── RECORDS FOR THE TASK ──

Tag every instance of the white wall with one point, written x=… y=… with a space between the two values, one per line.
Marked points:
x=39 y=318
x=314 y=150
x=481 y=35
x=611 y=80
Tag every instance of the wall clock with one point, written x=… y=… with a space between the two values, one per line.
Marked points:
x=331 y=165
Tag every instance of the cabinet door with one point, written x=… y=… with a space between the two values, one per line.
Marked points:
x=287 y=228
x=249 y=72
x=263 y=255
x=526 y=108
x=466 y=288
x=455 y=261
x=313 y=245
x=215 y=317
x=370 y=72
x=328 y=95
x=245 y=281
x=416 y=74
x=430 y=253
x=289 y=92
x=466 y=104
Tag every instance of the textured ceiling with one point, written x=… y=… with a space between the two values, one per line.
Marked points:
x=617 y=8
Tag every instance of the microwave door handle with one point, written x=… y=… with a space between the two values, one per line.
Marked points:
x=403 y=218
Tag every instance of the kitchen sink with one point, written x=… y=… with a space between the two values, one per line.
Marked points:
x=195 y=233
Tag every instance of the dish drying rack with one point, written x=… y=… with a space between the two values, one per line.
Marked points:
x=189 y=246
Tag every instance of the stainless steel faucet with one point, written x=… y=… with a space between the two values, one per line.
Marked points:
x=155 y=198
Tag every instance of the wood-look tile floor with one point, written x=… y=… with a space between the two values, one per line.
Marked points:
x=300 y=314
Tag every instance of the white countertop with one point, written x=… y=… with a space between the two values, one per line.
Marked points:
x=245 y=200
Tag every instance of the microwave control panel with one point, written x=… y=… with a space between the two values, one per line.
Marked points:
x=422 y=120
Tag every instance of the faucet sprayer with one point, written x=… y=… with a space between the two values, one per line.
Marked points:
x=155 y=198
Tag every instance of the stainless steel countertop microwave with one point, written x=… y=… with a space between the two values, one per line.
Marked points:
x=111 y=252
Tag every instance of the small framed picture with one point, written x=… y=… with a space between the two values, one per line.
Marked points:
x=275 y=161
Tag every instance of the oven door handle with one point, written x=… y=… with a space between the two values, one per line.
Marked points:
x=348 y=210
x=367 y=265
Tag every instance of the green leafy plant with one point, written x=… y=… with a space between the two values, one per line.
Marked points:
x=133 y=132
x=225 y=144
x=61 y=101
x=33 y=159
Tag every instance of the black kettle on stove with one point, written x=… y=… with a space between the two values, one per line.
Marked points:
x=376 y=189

───

STATED PROBLEM: Reproduce only the lines between the line holding "Tag every instance of the stainless steel faucet" and the line holding "x=275 y=161", inclusive, with each request kept as is. Scale every x and y coordinate of the marked points by 1.05 and round each to a whole number, halves rounding up.

TASK ANSWER:
Tag every instance of the stainless steel faucet with one point, written x=… y=… with a space between the two values, one per line.
Marked points:
x=163 y=208
Tag every instance of the wood-look tile floor with one point, written x=… y=… with a space between the two values, one per line.
Marked points:
x=315 y=330
Tag every instance of the white countertop with one point, written x=… y=… with a space between the two values, one per line.
Marked points:
x=257 y=210
Tag every instance of the microwave control panel with one point, written x=… y=… with a space between the two values, one per line.
Marked points:
x=443 y=126
Tag every instance of the faucet sprayer with one point, written x=… y=… with a space between the two values, one per line.
Marked points:
x=163 y=208
Tag every instance of the stainless steel countertop microwave with one point, written x=… y=… with a space between the two values, one per line.
Marked points:
x=117 y=265
Tag every instance of the small framed picture with one point, written x=… y=… with a space between the two values, one per line.
Marked points:
x=289 y=169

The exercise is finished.